_WHAT YOU WILL DO_
Locate every line in the listing that contains the string "negative", treating uppercase and lowercase letters as distinct, and copy each such line in full.

[Data records]
*** Begin section ***

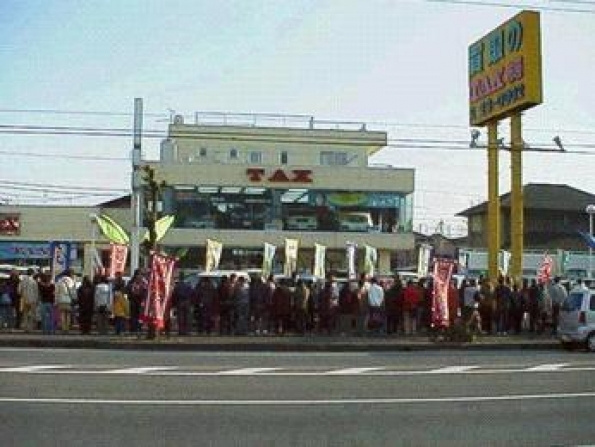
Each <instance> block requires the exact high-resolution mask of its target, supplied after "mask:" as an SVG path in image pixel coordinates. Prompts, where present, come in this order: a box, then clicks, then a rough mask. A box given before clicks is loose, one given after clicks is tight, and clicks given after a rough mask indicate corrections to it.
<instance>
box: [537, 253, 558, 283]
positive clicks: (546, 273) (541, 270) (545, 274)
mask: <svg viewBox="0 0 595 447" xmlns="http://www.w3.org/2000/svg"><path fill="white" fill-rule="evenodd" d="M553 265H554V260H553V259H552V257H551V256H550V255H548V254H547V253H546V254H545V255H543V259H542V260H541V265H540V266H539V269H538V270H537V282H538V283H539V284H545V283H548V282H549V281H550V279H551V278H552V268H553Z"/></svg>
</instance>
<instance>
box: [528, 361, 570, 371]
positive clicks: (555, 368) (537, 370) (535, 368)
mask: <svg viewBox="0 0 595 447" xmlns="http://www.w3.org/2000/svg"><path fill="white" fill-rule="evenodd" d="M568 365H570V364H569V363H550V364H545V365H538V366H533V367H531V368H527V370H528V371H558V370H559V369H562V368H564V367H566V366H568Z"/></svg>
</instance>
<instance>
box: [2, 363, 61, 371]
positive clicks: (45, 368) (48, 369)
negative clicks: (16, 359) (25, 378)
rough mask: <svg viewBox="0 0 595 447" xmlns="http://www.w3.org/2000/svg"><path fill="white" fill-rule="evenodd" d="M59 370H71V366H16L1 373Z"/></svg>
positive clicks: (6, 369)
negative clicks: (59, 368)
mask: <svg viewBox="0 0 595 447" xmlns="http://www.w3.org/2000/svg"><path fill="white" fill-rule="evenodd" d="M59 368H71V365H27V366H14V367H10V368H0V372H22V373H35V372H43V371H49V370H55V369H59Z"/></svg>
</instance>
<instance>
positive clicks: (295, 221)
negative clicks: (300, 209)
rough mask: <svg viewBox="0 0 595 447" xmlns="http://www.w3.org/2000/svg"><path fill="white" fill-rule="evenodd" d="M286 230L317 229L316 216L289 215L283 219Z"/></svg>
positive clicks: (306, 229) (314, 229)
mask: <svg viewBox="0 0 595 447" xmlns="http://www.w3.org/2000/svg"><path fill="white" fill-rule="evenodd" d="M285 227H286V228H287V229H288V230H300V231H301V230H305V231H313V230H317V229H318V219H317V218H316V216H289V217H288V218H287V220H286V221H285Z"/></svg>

*** End section ***
*** Begin section ***

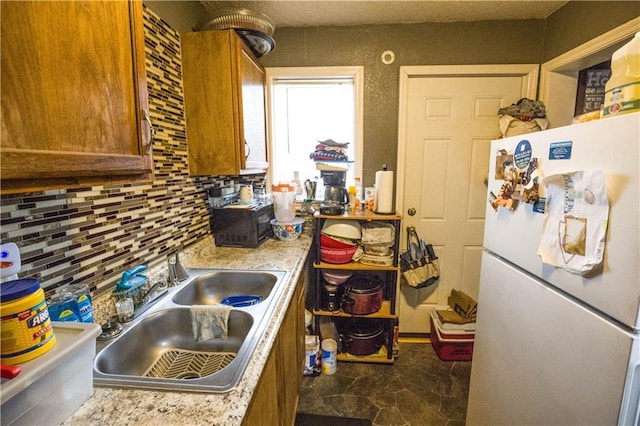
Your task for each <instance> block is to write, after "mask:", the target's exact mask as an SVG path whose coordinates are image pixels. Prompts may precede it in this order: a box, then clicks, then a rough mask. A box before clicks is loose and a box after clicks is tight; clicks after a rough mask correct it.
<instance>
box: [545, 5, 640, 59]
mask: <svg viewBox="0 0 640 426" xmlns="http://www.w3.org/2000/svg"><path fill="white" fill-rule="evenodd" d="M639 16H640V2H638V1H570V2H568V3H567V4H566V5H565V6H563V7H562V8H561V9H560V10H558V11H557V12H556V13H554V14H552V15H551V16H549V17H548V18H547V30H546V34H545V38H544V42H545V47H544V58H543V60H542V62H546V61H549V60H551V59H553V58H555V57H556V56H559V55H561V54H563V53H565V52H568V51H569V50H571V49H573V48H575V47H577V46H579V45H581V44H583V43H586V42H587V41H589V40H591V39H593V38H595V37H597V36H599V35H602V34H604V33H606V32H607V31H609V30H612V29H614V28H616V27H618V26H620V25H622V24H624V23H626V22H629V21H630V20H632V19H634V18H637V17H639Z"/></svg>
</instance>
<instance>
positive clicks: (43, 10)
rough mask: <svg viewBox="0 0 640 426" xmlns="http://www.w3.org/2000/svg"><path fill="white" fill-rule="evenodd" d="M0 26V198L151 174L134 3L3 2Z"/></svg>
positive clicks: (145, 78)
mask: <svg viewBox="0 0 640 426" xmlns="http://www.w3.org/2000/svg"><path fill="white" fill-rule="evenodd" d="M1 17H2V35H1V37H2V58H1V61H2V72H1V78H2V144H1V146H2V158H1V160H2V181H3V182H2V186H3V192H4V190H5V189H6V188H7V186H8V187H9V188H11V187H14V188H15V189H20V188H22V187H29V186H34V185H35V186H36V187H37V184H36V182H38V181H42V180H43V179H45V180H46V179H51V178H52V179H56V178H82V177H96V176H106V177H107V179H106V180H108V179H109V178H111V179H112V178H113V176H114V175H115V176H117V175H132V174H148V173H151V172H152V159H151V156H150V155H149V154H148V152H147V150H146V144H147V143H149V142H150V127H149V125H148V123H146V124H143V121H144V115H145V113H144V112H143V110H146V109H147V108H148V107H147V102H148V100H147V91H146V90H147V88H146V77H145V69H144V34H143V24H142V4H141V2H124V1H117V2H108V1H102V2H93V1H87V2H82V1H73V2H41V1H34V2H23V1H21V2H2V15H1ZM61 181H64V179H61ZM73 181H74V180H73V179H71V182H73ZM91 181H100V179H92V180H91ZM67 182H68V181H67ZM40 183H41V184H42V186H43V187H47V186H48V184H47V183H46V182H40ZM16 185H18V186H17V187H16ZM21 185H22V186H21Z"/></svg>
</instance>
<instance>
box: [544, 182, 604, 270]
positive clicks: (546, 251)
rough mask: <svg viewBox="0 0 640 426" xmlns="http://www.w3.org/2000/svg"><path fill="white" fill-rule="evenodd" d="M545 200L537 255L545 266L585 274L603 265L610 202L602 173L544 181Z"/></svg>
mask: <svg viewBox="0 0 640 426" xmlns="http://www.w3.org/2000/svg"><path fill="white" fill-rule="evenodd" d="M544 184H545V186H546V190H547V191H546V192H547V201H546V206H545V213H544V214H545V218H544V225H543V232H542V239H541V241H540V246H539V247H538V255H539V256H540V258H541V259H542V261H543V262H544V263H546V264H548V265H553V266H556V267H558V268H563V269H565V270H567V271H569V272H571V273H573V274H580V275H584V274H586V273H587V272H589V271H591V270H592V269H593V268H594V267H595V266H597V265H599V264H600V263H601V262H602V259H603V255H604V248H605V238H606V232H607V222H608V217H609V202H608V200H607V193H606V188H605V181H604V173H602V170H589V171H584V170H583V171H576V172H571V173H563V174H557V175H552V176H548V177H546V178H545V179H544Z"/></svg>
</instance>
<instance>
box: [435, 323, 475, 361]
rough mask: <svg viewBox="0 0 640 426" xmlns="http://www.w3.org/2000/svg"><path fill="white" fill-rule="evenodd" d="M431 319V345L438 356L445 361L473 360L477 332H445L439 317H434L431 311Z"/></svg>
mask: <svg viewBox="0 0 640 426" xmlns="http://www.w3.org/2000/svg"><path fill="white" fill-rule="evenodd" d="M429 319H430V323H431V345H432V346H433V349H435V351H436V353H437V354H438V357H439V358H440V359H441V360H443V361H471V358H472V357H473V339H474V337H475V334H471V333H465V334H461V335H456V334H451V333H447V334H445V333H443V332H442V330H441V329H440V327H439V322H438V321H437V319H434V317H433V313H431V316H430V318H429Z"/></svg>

*** End section ***
*** Begin section ***

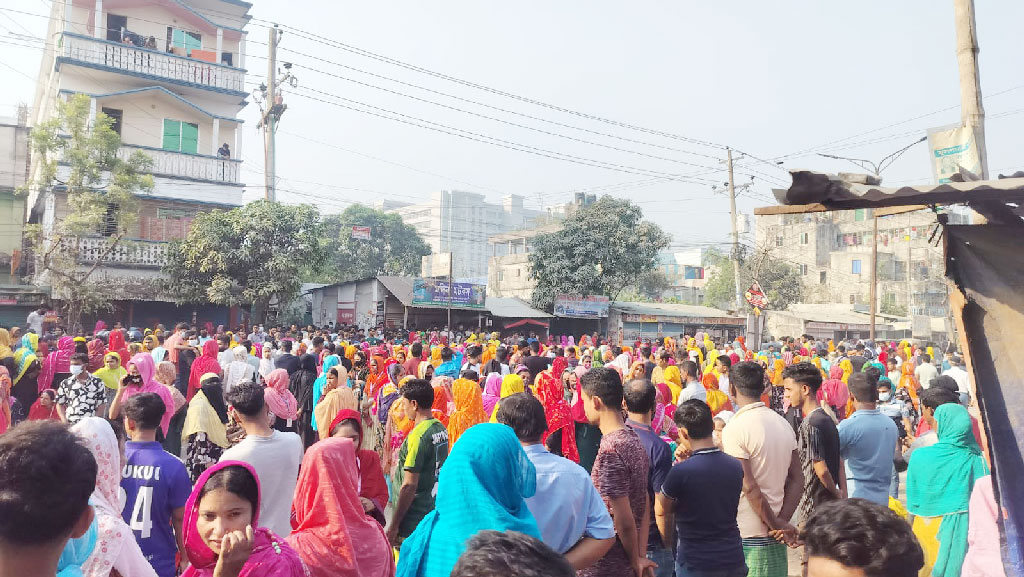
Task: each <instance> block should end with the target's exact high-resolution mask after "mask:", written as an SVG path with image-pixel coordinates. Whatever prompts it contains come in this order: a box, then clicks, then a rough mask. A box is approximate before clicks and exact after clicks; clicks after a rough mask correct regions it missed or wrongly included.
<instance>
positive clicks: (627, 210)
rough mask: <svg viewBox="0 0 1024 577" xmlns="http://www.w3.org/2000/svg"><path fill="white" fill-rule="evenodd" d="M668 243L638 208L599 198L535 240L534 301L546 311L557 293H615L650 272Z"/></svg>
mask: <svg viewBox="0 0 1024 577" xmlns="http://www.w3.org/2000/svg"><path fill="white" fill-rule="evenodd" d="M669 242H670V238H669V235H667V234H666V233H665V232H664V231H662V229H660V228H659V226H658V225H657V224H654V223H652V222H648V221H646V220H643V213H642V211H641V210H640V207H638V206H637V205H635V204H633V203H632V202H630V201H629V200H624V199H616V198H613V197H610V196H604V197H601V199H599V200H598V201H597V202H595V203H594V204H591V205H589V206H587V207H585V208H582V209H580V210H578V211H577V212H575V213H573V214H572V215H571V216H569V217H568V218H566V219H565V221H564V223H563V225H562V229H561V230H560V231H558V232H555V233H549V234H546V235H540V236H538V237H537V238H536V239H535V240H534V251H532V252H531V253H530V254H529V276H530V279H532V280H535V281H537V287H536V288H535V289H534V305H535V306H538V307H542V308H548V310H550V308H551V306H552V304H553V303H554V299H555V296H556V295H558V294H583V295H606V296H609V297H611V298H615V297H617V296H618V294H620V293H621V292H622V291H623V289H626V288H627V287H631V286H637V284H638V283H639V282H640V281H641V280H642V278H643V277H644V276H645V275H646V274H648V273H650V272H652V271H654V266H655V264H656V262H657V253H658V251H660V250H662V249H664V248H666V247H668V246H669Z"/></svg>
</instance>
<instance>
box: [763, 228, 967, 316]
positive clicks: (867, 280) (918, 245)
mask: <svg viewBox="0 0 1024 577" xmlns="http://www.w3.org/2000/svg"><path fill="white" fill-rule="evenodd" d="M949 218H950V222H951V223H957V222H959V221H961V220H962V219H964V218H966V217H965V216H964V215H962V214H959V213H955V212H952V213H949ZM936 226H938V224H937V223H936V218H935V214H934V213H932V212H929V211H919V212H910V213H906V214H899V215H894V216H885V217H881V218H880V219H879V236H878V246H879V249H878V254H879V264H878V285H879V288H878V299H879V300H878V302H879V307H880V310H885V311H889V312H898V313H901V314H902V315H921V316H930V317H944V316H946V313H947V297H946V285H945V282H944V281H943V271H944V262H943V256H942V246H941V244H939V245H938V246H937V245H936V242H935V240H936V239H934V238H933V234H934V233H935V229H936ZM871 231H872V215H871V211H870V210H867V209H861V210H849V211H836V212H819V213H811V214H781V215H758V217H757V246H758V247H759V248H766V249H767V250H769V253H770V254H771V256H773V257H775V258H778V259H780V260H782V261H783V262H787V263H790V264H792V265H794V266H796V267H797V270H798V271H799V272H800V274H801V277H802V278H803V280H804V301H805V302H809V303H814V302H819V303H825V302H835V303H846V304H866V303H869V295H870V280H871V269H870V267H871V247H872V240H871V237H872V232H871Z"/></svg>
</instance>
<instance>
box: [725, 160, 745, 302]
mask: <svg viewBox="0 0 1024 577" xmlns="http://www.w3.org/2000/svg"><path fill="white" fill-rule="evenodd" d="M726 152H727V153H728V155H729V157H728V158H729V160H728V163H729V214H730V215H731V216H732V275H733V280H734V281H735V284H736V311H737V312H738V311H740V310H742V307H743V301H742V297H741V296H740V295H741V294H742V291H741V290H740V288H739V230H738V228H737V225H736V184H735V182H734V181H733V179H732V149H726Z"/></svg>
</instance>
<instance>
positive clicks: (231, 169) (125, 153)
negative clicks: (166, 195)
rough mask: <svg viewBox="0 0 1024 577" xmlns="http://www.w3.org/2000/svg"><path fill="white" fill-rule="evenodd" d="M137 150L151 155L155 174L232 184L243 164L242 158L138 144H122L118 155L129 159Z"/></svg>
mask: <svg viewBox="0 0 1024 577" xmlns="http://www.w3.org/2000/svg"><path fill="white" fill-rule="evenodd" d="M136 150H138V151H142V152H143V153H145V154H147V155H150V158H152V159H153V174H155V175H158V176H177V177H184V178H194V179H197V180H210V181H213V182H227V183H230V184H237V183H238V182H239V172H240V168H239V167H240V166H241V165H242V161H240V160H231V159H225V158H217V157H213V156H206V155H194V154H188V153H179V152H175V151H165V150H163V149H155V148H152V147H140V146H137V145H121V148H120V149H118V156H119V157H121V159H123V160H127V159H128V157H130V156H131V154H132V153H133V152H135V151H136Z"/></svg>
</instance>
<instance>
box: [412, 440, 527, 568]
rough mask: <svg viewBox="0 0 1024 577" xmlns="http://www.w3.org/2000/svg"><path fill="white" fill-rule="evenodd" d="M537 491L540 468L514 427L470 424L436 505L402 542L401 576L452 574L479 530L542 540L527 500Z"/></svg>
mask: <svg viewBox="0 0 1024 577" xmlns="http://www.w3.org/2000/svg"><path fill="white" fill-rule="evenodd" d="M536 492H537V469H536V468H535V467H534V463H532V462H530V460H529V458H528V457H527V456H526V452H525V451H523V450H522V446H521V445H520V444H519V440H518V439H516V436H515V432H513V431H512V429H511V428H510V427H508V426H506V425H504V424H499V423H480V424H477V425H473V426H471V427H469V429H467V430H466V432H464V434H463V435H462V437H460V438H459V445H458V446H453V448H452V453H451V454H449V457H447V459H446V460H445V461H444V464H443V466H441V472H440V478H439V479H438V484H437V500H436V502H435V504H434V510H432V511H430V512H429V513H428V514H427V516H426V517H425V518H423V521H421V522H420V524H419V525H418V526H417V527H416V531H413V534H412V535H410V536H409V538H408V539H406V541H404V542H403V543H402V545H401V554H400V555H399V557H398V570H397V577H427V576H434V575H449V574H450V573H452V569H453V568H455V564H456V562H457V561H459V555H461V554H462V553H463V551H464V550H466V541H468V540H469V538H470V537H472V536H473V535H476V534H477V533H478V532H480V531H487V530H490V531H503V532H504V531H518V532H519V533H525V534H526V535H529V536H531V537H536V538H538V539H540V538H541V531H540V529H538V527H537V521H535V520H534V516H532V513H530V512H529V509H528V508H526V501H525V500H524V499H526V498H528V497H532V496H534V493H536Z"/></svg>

*** End section ***

_RESPONSE TO THIS TASK_
negative clicks: (16, 359) (25, 378)
negative clicks: (59, 368)
negative clicks: (300, 209)
negative clicks: (166, 195)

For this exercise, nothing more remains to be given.